▶ What you need to do
Scan the records below for the word "house". Copy each line where it appears.

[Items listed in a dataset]
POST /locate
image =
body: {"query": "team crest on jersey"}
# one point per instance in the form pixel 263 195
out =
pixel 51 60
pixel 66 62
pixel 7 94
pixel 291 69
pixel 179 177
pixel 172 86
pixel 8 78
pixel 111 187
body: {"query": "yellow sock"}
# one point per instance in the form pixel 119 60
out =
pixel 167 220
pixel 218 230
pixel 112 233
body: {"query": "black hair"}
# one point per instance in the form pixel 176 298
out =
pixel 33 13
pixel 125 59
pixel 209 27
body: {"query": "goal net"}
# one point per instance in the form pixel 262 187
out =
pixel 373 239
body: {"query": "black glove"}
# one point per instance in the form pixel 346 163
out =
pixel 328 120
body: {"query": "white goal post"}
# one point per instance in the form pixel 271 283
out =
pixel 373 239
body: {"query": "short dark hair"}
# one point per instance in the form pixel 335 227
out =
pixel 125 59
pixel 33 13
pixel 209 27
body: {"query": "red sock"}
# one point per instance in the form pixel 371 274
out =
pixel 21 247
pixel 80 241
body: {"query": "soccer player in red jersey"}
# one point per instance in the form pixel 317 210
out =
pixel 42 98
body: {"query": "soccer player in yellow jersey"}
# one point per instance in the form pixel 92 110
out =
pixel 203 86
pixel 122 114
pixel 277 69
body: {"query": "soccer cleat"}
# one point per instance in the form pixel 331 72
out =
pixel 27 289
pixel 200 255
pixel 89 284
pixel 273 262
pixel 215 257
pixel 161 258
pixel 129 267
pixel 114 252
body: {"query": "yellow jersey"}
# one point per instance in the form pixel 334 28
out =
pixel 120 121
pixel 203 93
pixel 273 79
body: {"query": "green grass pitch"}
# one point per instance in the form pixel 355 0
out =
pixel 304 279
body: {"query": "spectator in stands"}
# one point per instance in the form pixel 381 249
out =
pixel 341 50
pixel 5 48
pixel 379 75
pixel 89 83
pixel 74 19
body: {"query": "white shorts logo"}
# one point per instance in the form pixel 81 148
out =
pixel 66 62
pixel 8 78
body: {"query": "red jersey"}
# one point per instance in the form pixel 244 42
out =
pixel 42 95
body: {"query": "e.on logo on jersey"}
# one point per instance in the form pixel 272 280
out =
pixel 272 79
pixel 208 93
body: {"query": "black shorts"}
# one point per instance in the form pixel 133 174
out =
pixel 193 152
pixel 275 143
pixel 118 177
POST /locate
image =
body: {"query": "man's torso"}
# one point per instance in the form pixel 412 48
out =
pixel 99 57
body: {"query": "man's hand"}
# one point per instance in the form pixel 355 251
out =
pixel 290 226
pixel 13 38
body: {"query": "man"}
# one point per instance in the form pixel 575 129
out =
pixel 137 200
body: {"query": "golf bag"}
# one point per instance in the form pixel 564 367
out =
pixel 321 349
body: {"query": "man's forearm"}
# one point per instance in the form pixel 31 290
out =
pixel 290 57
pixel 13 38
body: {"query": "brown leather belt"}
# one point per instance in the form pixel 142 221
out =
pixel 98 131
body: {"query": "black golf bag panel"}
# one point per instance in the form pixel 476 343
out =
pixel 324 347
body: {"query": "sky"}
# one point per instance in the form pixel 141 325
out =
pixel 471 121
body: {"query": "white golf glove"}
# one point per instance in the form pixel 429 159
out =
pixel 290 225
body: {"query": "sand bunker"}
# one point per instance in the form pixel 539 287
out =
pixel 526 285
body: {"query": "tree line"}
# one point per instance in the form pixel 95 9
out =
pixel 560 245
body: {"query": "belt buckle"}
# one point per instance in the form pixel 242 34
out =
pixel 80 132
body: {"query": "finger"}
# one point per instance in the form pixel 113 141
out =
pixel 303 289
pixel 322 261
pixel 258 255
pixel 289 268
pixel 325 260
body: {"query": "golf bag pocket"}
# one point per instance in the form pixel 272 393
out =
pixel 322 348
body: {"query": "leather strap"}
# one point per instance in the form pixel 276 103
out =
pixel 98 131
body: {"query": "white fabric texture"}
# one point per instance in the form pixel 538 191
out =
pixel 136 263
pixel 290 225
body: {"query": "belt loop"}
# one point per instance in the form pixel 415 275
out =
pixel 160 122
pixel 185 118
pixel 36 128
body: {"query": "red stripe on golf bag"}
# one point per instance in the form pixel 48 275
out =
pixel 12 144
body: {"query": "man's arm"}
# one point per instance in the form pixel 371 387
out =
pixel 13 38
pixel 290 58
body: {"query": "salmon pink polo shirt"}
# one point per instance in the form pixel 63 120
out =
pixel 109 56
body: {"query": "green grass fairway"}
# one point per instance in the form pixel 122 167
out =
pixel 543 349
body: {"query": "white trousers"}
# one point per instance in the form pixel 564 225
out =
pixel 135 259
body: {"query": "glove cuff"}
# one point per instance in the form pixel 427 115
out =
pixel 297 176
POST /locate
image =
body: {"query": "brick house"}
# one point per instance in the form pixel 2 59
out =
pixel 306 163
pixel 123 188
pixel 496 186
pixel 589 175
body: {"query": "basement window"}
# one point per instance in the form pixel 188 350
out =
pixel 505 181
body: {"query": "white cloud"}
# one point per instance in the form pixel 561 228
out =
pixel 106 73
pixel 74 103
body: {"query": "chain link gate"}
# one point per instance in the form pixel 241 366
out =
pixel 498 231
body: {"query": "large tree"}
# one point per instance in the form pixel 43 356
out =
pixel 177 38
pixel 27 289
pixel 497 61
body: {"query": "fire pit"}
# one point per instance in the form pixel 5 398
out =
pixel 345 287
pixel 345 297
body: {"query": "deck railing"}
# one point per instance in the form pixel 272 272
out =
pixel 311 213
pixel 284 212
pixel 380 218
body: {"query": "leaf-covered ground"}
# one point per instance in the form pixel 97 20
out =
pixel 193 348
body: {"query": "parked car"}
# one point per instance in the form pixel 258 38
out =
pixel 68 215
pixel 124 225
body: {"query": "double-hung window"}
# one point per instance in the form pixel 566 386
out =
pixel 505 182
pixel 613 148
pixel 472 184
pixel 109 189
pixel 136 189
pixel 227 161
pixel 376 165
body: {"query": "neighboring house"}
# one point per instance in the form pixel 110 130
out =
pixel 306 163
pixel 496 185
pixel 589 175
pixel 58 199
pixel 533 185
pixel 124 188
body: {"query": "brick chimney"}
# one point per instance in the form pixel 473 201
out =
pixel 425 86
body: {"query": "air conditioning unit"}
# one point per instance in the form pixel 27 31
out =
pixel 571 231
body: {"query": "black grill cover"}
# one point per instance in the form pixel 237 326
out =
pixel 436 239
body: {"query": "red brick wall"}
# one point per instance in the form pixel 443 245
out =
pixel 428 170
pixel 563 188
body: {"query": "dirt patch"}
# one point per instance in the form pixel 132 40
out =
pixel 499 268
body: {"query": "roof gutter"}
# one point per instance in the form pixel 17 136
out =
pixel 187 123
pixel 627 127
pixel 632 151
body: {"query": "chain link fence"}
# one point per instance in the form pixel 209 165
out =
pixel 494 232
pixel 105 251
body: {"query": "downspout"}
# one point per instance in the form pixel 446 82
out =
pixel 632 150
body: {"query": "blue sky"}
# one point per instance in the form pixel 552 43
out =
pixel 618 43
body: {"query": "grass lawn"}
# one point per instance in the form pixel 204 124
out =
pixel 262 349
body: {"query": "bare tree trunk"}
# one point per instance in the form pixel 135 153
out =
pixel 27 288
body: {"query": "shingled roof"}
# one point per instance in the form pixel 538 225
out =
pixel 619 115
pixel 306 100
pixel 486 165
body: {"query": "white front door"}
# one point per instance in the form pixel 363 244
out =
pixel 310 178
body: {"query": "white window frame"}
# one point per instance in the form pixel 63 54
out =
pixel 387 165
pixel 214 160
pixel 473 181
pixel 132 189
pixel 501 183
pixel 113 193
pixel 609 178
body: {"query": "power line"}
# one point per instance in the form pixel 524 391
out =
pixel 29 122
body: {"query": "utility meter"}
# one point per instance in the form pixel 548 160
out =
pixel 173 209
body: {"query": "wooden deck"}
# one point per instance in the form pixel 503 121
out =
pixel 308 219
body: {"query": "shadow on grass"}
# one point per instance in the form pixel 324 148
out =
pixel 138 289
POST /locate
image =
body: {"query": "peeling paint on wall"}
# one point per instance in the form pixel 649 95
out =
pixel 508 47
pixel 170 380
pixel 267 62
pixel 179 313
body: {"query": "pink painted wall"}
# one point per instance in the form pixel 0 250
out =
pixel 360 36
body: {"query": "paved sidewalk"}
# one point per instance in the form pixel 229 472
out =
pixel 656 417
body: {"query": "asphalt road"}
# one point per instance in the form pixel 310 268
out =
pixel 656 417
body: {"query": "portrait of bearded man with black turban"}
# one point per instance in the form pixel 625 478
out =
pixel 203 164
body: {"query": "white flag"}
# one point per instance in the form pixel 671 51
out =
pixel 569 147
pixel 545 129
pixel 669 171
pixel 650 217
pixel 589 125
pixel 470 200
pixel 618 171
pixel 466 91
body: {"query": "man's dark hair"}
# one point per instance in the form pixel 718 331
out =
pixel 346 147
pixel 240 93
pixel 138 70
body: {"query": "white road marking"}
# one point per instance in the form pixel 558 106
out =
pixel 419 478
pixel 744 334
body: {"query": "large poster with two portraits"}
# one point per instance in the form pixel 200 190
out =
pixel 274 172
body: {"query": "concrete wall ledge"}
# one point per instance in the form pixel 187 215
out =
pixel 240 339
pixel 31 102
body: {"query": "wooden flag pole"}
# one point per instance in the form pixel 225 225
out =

▶ Response to this task
body: {"query": "brick house"}
body: {"query": "neighboring house"}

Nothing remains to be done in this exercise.